(WHAT YOU ARE ASKED TO DO)
Copy the listing from its first line through the line containing "positive clicks: (134, 128)", changing every "box" to "bounding box" and keeping everything else the same.

RECORDS FOR THIS EXERCISE START

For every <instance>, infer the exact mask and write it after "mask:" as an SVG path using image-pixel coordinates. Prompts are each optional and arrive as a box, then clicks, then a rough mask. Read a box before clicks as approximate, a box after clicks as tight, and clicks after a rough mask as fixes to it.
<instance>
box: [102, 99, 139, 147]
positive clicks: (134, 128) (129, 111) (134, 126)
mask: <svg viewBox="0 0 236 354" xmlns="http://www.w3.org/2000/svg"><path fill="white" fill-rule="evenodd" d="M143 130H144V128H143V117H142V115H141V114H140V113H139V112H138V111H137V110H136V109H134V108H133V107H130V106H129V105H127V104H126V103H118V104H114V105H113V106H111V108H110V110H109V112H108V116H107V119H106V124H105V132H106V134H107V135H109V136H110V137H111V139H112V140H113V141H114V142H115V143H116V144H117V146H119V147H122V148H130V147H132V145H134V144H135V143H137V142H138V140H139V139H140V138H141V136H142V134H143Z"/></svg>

RECORDS FOR THIS EXERCISE END

(RESPONSE TO THE EXERCISE)
For every <instance>, infer the exact mask and write it after "mask:" as an SVG path using image-pixel coordinates. Prompts are each optional and arrive as a bounding box, then clicks, then a rough mask. Read a bounding box before clicks as approximate, a bounding box after clicks as tight, and clicks after a rough mask as fixes to it.
<instance>
bounding box: [102, 99, 139, 147]
positive clicks: (134, 128) (129, 111) (134, 126)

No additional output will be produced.